DATA IN THIS EXERCISE
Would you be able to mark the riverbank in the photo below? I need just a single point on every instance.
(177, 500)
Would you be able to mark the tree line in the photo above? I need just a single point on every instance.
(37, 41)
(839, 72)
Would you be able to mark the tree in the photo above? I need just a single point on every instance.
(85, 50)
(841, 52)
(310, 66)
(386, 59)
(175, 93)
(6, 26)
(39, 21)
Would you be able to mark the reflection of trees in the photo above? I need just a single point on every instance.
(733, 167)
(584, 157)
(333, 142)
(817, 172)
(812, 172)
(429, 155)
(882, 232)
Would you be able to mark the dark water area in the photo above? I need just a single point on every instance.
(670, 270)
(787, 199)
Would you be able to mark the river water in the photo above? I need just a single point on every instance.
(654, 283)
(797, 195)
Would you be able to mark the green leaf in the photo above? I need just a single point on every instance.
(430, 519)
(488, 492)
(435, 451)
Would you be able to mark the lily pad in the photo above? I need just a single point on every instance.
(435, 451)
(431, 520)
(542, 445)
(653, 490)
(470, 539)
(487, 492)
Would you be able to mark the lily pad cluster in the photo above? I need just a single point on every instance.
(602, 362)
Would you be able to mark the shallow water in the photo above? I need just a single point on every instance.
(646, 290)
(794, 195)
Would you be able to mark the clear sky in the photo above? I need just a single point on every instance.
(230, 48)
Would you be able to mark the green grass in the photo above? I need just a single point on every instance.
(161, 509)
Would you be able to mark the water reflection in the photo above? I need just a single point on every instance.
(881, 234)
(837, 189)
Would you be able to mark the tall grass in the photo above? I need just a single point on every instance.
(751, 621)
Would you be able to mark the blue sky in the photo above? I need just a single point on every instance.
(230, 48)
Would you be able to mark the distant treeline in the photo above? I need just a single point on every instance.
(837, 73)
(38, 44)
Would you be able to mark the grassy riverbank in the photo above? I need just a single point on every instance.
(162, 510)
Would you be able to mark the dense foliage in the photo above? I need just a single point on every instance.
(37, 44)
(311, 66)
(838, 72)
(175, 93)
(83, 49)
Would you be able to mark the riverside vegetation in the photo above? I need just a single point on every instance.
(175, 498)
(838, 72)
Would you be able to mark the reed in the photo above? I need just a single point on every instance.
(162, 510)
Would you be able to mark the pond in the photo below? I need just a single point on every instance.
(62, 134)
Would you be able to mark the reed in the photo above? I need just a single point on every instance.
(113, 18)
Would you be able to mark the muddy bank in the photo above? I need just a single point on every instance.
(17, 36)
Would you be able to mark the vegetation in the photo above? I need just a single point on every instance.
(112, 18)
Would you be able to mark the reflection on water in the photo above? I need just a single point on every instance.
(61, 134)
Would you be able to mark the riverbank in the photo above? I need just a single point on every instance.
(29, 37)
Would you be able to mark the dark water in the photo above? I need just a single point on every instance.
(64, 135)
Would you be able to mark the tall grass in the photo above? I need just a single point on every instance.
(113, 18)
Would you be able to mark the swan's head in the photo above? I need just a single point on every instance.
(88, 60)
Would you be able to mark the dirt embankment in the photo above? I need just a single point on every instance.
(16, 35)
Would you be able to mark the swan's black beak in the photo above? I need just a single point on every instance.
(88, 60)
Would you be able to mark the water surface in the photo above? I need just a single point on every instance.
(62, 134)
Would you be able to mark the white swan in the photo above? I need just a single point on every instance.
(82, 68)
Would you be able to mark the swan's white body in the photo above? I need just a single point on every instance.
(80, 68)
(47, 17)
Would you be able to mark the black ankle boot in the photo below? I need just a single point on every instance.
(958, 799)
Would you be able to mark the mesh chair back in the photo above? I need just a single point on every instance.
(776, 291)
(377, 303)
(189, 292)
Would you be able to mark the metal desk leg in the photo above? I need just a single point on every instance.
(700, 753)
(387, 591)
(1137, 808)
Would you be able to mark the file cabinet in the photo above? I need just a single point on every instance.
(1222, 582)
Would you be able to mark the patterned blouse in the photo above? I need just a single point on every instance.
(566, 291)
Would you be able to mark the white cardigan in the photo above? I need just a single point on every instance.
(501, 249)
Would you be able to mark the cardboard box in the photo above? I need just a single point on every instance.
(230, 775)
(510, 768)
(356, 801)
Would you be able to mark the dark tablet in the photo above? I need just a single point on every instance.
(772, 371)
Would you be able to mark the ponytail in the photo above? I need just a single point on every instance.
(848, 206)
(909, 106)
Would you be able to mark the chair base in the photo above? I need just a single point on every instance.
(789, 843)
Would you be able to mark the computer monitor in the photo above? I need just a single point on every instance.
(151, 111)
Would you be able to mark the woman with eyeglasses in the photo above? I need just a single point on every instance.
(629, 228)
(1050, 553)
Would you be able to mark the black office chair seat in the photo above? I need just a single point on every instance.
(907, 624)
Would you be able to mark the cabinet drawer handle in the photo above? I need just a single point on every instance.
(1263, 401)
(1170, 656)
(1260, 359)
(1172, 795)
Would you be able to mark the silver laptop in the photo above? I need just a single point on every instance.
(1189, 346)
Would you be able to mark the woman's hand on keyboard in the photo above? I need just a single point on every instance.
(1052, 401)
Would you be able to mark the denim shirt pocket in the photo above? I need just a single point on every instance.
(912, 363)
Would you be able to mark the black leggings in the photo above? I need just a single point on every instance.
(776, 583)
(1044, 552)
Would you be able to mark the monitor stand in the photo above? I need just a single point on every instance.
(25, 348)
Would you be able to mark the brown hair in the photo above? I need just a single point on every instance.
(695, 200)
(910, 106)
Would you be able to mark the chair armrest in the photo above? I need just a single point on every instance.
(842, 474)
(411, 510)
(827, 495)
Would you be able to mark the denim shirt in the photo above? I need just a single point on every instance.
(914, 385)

TASK OBJECTIVE
Write out exactly the lines from the line holding "Would you be able to mark the dark tablet" through the last line of the data, and nothing besides those lines.

EXERCISE RESULT
Would you be able to mark the dark tablet in the photo above? I need just a single point on every instance.
(772, 371)
Would you be able to mark the ponytail in the photo above? I need just a single point on every instance.
(848, 206)
(909, 106)
Would you be able to mark the chair base in the photo above? I need just a single point on every instance.
(789, 843)
Would you be able to mark the computer monitor in the photo above? I need just a single point on every instance.
(151, 111)
Would you be able to mark the woman with eyeglasses in the photo above? I need just a single point on every instance.
(629, 228)
(1050, 553)
Would you be able to mark the black office chair seat in the photo above? I need just a single point on every instance.
(907, 624)
Would you be able to mark the cabinet drawer handle in the photo above? I need just a single point on every instance.
(1263, 401)
(1170, 656)
(1260, 359)
(1172, 795)
Would you be able to mark the silver laptop in the photo above? I need just a single point on every instance.
(1189, 346)
Would you be able to mark the woman's hand on keyboard in the photo above? I need just a single point on every instance.
(1052, 401)
Would you be able to mark the denim shirt pocket in the photo above? I need just a single point on every instance.
(912, 363)
Would you be able to mark the black leggings in the photo above? I need just a single point on every instance.
(776, 583)
(1044, 552)
Would you be able to mark the monitor stand in the photo above? I need just a single point on every instance.
(25, 348)
Would you be able to mark the brown hair in the photo above? I need just a single point on every instance.
(695, 200)
(910, 106)
Would you be able to mark the chair armrest in the photo above? I need just a single point on every instance.
(842, 474)
(411, 510)
(827, 495)
Would you be able to mark the denim shirt in the photo above? I need just a single point on every instance.
(914, 385)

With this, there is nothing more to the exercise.